__To do__: Recast each line of the items below as a Markdown table with two columns, Row for the row number and Line for the line itself, skipping any blank lines. Leave the pictures out of your answer.

[Image object location items]
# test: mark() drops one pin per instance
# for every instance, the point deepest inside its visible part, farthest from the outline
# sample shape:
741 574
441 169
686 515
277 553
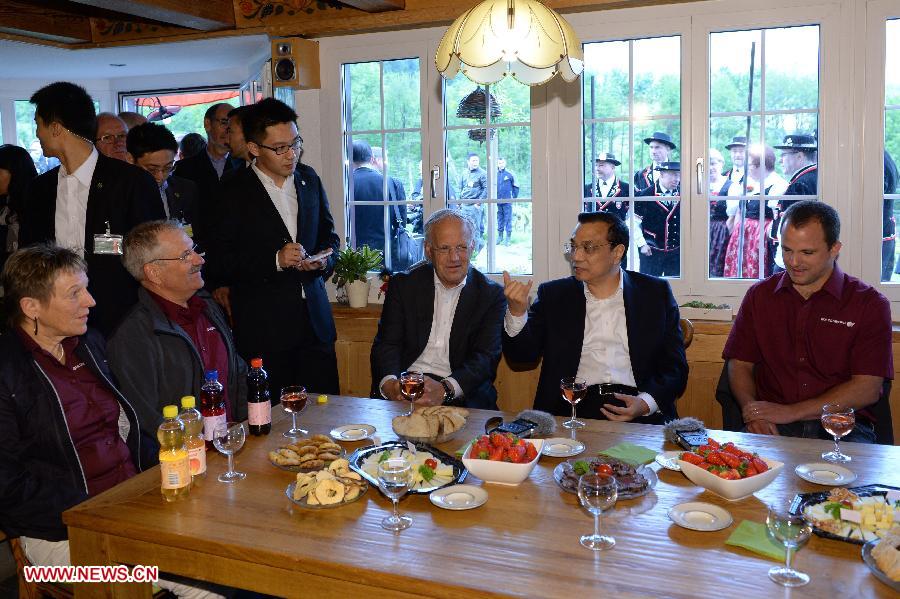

__Task solution__:
| Row | Line |
|---|---|
| 1 | # test: mark() drops one pin per instance |
| 2 | # for every instance, the point deepest inside its visible part, farthest from the outline |
| 3 | # sample shape: |
| 4 | 741 574 |
| 5 | 441 169 |
| 6 | 686 515 |
| 7 | 277 553 |